====== Source document

Collections Overview
The African American Museum in Philadelphia is home to an amazing collection of objects and illustrations that chronicle and dramatically unfold the incredible story of the black Diaspora. A massive assortment of art, artifacts, period clothing, furniture, military weapons, industrial tools, musical instruments, photographs, diaries, documents, records, books, journals, paintings, prints, drawings, sculptures, fiber and mixed-media works comprise our captivating collection.
The Collections
The museum collects and preserves rare, unique and primary materials that document the history, literature, politics, and culture of peoples of African descent in Philadelphia and throughout the Americas, primarily in the twentieth century. Holdings include photographs, personal and family papers; records of organizations and institutions; subject or thematic collections; broadsides; programs and playbills; music; and books. Our collection showcases the Philadelphia story and beyond, civil rights organizations and activities, Negro baseball league memorabilia and the performing and visual arts.
Collection Highlights
Jack T. Franklin Collection

Selma to Montgomery March, 1965: Marchers sing “We Shall Overcome”; behind the children, Dr. Martin Luther King, Jr. and his wife, Coretta. (Jack T. Franklin Collection, 1986.1.79, African American Museum in Philadelphia)
Jack T. Franklin(1922-2009) donated his collection of over 500,000 negatives and photographs to the African American Museum in Philadelphia in 1986. The collection is a significant and extraordinary local history comprising virtually every social, cultural and political event in Philadelphia’s African American community during his lifetime, as well as all of the major events of the 1960s Civil Rights movement.

============
====== Source records

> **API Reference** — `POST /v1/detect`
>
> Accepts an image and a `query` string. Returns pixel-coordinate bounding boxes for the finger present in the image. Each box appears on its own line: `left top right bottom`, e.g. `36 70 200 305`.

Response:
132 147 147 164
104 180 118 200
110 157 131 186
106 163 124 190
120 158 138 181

============

What is asked:
**1)** Scale the records by reproducing every line, including the API reference, with each box coordinate in the response lines multiplied by 0.3 and rounded to a whole number, halves rounding up.
**2)** Continue the page on the African American Museum in Philadelphia's collections, picking up after its last sentence.
The museum's collections page and the records are unrelated pieces of material.

Answers by task:
**1)**
> **API Reference** — `POST /v1/detect`
>
> Accepts an image and a `query` string. Returns pixel-coordinate bounding boxes for the finger present in the image. Each box appears on its own line: `left top right bottom`, e.g. `36 70 200 305`.

Response:
40 44 44 49
31 54 35 60
33 47 39 56
32 49 37 57
36 47 41 54

**2)**
During World War II, Franklin served as a photographer for the United States Army 1862nd Aviation Engineers in the South Pacific and later studied photography at the U.S. Army Signal Corps Photographic Center in Astoria, New York, where he became an instructor. He returned to Philadelphia after the war and became active in documenting social events and political activities in the city, in addition to being employed as a photographer and darkroom technician at Merlin Studios in Philadelphia. Franklin embarked on his journalistic career as a staff and freelance photographer for The Philadelphia Tribune—the oldest African American newspaper in the country—Ebony and Jet magazines, and The Pittsburgh Courier. The Philadelphia Inquirer, The Philadelphia Bulletin and The Philadelphia Daily News, as well as other local and national publications and book publishers, purchased and published his photographs.
For the next forty years, he photographed political and social movements, including rallies, protest marches, and leaders of the Civil Rights Movement in Philadelphia, as well as in the south, becoming a major figure in photojournalism. The Jack Franklin Civil Rights Era Collection includes: the 1963 March on Washington; the 1965 Selma to Montgomery March; the 1968 Poor People’s March; as well as local political events, such as: the 1965 Girard College Protests, led by lawyer and President of the local chapter of the NAACP Cecil B. Moore, against the discriminatory policy of Girard College; the first major Black Power Rally, held in Philadelphia in 1966; and political rallies and events with guest speakers such as Martin Luther King, Jr., Adam Clayton Powell, Jr., Jesse Jackson and Stokely Carmichael, among others.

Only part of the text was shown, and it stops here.